PASSAGE TO READ:
---

Scenario: You have 50 AWS accounts. Each account logs to its own S3 bucket.

When investigating a security incident:

❌ Problem: Check 50 different S3 buckets
   - Find the right account
   - Find the right time range
   - Download logs locally
   - Correlate events manually
   - Time to investigate: Hours to days

✅ Solution: Single centralized log repository
   - Query all accounts from one place
   - Automated correlation
   - Real-time alerting
   - Time to investigate: Minutes

Centralized Logging Benefits

Benefit

Impact

Security Incident Response

Detect and investigate threats across all accounts simultaneously

Compliance

Single source of truth for auditors, immutable audit trail

Cost Optimization

Identify waste across entire organization

Troubleshooting

Correlate events across services and accounts

Forensics

Comprehensive timeline of events for investigations

Logging Architecture Patterns

Pattern 1: Hub-and-Spoke Logging

Pattern 2: Real-Time Streaming Architecture

AWS CloudTrail and CloudWatch

Multi-Account CloudTrail Setup

Organization Trail (recommended for landing zones):

# In the Management Account
resource "aws_cloudtrail" "organization_trail" {
  name                          = "organization-trail"
  s3_bucket_name               = aws_s3_bucket.cloudtrail_logs.id
  include_global_service_events = true
  is_multi_region_trail        = true
  is_organization_trail        = true
  enable_log_file_validation   = true
  
  event_selector {
    read_write_type           = "All"
    include_management_events = true
    
    data_resource {
      type   = "AWS::S3::Object"
      values = ["arn:aws:s3:::*/*"]
    }
    
    data_resource {
      type   = "AWS::Lambda::Function"
      values = ["arn:aws:lambda:*:*:function/*"]
    }
  }
  
  insight_selector {
    insight_type = "ApiCallRateInsight"
  }
  
  insight_selector {
    insight_type = "ApiErrorRateInsight"
  }
  
  # Send to CloudWatch Logs for real-time monitoring
  cloud_watch_logs_group_arn = "${aws_cloudwatch_log_group.cloudtrail.arn}:*"

---

(Photo object-pointing records)
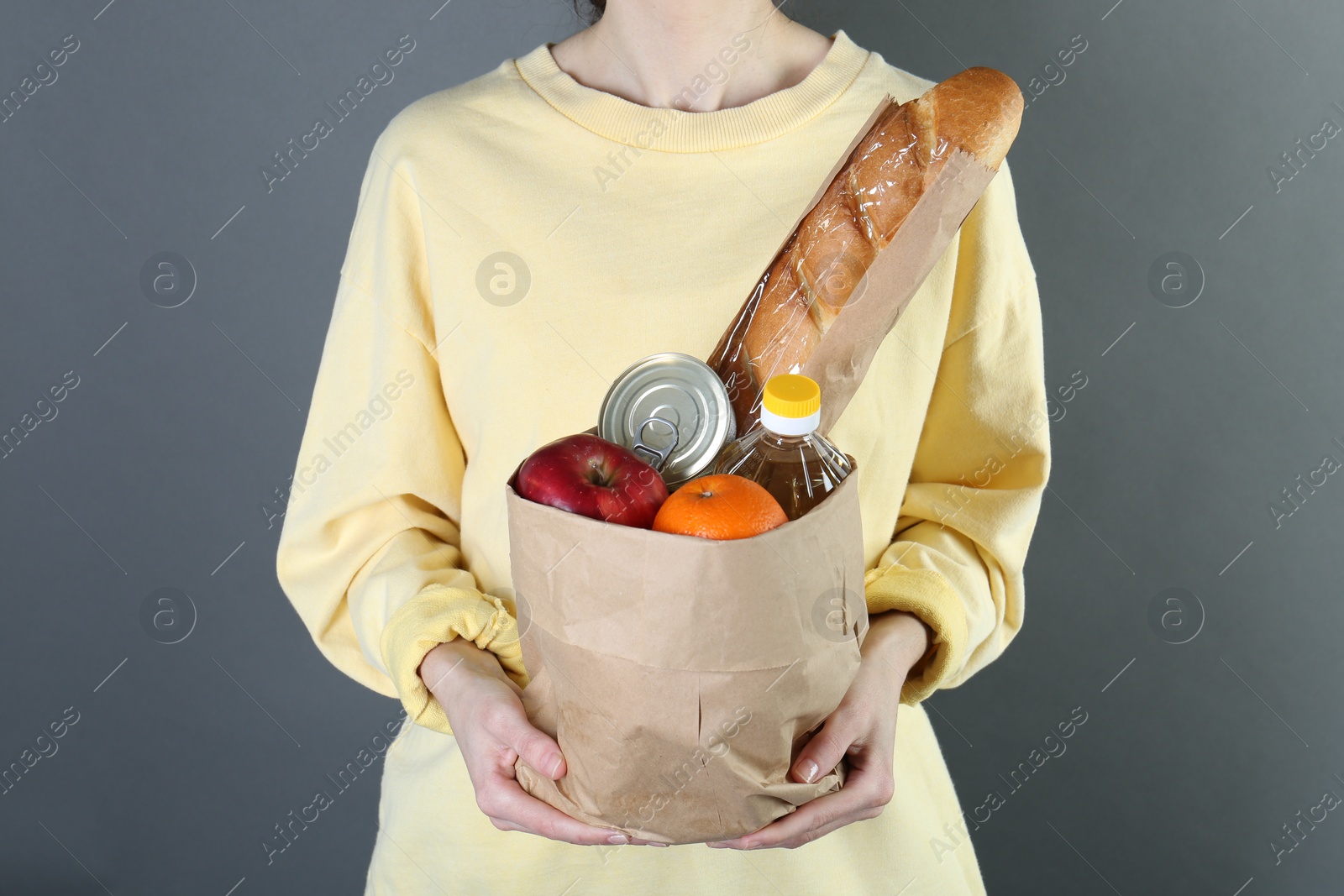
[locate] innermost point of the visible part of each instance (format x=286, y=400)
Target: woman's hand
x=864, y=727
x=486, y=712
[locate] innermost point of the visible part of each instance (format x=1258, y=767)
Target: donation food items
x=701, y=629
x=719, y=506
x=813, y=275
x=786, y=454
x=593, y=477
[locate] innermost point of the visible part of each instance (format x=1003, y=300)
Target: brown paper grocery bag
x=682, y=676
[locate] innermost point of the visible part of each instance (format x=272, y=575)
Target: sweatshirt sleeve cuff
x=436, y=616
x=931, y=597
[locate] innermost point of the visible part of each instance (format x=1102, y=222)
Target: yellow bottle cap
x=792, y=396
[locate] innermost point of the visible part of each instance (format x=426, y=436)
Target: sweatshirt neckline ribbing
x=676, y=130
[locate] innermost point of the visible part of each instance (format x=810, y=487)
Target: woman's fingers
x=830, y=745
x=867, y=790
x=508, y=723
x=511, y=808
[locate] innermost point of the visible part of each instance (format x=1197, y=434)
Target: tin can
x=671, y=410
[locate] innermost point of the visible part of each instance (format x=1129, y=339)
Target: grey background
x=156, y=468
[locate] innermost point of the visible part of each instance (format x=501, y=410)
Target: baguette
x=815, y=275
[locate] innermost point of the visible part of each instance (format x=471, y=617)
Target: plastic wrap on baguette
x=815, y=275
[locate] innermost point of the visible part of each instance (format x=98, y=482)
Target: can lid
x=672, y=410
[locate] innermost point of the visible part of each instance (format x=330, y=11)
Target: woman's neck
x=696, y=55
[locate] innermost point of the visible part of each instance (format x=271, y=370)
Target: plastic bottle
x=786, y=454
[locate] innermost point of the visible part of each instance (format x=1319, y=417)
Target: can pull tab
x=656, y=458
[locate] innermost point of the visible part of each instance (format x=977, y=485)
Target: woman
x=519, y=241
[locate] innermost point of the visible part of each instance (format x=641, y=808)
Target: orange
x=719, y=506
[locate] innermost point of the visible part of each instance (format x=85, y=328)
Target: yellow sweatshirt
x=519, y=241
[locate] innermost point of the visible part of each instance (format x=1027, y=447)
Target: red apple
x=593, y=477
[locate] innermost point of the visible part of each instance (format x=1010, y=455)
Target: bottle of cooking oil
x=786, y=454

---

PARTS OF THE EXERCISE:
[1] Gather every line of the entries that contains the word "woman".
[2] Extend the centralized logging text, starting right after its final line.
The centralized logging text and the entries were taken from unrelated sources.

ANSWERS TO EACH TASK:
[1]
Target: woman's hand
Target: woman's fingers
Target: woman's neck
Target: woman

[2]
  cloud_watch_logs_role_arn  = aws_iam_role.cloudtrail_cloudwatch.arn
}

# Central log bucket (in Log Archive account)
resource "aws_s3_bucket" "cloudtrail_logs" {
  bucket = "company-cloudtrail-logs-${data.aws_caller_identity.current.account_id}"
}

# Enable versioning
resource "aws_s3_bucket_versioning" "cloudtrail_logs" {
  bucket = aws_s3_bucket.cloudtrail_logs.id
  
  versioning_configuration {
    status = "Enabled"
  }
}

# Enable S3 Object Lock (immutability)
resource "aws_s3_bucket_object_lock_configuration" "cloudtrail_logs" {
  bucket = aws_s3_bucket.cloudtrail_logs.id
  
  rule {
    default_retention {
      mode = "GOVERNANCE"  # Use COMPLIANCE for true immutability
      years = 7
    }
  }
}

# Lifecycle policy: Archive to Glacier after 90 days
resource "aws_s3_bucket_lifecycle_configuration" "cloudtrail_logs" {
  bucket = aws_s3_bucket.cloudtrail_logs.id
  
  rule {
    id     = "archive-old-logs"
    status = "Enabled"
    
    transition {
      days          = 90
      storage_class = "GLACIER"
    }
    
    transition {
      days          = 365
      storage_class = "DEEP_ARCHIVE"
    }
  }
}

# Bucket policy: Allow CloudTrail from all organization accounts
resource "aws_s3_bucket_policy" "cloudtrail_logs" {
  bucket = aws_s3_bucket.cloudtrail_logs.id
  
  policy = jsonencode({
    Version = "2012-10-17"
    Statement = [
      {
        Sid    = "AWSCloudTrailAclCheck"
        Effect = "Allow"
        Principal = {
          Service = "cloudtrail.amazonaws.com"
        }
        Action   = "s3:GetBucketAcl"
        Resource = aws_s3_bucket.cloudtrail_logs.arn
      },
      {
        Sid    = "AWSCloudTrailWrite"
        Effect = "Allow"
        Principal = {
          Service = "cloudtrail.amazonaws.com"
        }
        Action   = "s3:PutObject"
        Resource = "${aws_s3_bucket.cloudtrail_logs.arn}/*"
        Condition = {
          StringEquals = {
            "s3:x-amz-acl" = "bucket-owner-full-control"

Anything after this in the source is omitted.